**** Data listing

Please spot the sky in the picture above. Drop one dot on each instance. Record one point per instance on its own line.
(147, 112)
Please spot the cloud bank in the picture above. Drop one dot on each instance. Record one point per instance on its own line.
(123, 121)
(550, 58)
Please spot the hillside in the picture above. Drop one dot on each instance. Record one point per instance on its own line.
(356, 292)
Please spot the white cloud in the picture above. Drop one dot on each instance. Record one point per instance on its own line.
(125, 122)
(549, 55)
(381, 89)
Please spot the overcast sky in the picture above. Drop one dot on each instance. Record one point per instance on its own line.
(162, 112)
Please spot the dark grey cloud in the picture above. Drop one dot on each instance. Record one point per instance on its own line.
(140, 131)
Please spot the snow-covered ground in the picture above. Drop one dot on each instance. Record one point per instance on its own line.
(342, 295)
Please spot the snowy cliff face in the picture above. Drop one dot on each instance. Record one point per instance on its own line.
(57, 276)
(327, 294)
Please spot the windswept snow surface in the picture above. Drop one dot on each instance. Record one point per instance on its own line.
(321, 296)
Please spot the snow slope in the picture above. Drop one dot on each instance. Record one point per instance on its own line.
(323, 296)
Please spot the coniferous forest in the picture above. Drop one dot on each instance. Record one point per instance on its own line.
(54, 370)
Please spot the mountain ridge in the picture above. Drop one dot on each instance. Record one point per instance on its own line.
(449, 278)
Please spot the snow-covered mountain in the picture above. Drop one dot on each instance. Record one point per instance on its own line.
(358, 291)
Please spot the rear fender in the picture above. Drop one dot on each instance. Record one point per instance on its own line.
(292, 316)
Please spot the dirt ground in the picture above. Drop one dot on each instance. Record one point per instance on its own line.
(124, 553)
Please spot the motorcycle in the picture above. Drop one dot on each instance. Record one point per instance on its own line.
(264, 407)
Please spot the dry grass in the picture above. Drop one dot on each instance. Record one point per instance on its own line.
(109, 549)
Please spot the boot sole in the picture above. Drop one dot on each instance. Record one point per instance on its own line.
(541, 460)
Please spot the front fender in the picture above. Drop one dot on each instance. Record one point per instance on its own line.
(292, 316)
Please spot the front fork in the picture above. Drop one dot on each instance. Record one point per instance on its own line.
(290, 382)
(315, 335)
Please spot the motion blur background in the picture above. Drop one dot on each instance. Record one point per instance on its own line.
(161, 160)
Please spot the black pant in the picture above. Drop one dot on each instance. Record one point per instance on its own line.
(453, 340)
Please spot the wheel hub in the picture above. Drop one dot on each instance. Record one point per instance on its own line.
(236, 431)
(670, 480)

********

§ **Work required**
Word for word, repeat each entry from the listing above.

§ **Answer area**
Please spot the sky in the picture above. Drop one dot on each instance. Record one point per instance on its own line.
(147, 112)
Please spot the cloud bank in the picture above. Drop one dot on each instance. Record one point per instance on its own line.
(123, 121)
(550, 58)
Please spot the hillside in the picture above. Drop one dot on each instance. Record one point per instance on its own line.
(356, 292)
Please spot the white cloud in the picture above. Drop one dot on each instance. Record one point per instance on its own line.
(125, 122)
(549, 55)
(381, 89)
Please spot the overcast sky in the picture above. Drop one dot on each instance. Record one point per instance on its own line.
(162, 112)
Please spot the dark grey cloud in the picture above. Drop one dot on each instance. Record one point per instance on its own line.
(140, 131)
Please spot the snow-covered ground in the picture above. Drop one dot on each instance. Record one point per instance on its own line.
(342, 295)
Please spot the snowy cliff face in the picture above. Drop one dot on each instance. Record one point per instance on its own line.
(57, 276)
(327, 294)
Please spot the windswept snow surface in the picture above. Drop one dot on each instance. Record one point per instance on its own line.
(321, 296)
Please spot the snow slope in the picture above. Drop one dot on each instance. Record one point per instance on its own line.
(323, 296)
Please spot the coniferous forest in the picture above. Drop one dot on each instance. Record one point per instance on its own line.
(54, 370)
Please spot the mountain ridge in the picture above. Drop one dot on each instance. Record one point per instance on its own line.
(449, 278)
Please spot the snow-covered mountain in the picture above. Drop one dot on each instance. Record one point per instance on its own line.
(358, 291)
Please spot the rear fender in the picture above. Drop one dot on each instance. Record one point per instance on its own line.
(292, 316)
Please spot the dirt ground in the picture above. Drop one dot on each instance. Record one point per instance on its own line.
(124, 553)
Please spot the motorcycle in the picture above. Drop one dot on each instance. Record one point per instance on its own line.
(264, 407)
Please spot the dry grass in the picture above. Drop one dot on each instance. Record one point per instance on its own line.
(109, 549)
Please spot the boot sole in the picture above. Drop one dot on each instance. Record one point per instance on its own line.
(541, 460)
Please spot the front fender in the picture above. Drop one dot on each instance. Record one point per instance on its own line.
(292, 316)
Please spot the front fork in the picture above. Drop one dot on each instance. Record one point per instance on its own line.
(290, 382)
(315, 335)
Please spot the motion blur background in the picture above. Drop one dot on each instance. Record one point per instance on its own line.
(161, 160)
Please spot the black pant in the picture above. Drop one dot on each instance. Record one point per instance on its own line.
(453, 340)
Please spot the wheel hub in the picture above. Drop one dot on each instance. Record one point per instance on its own line.
(236, 431)
(670, 480)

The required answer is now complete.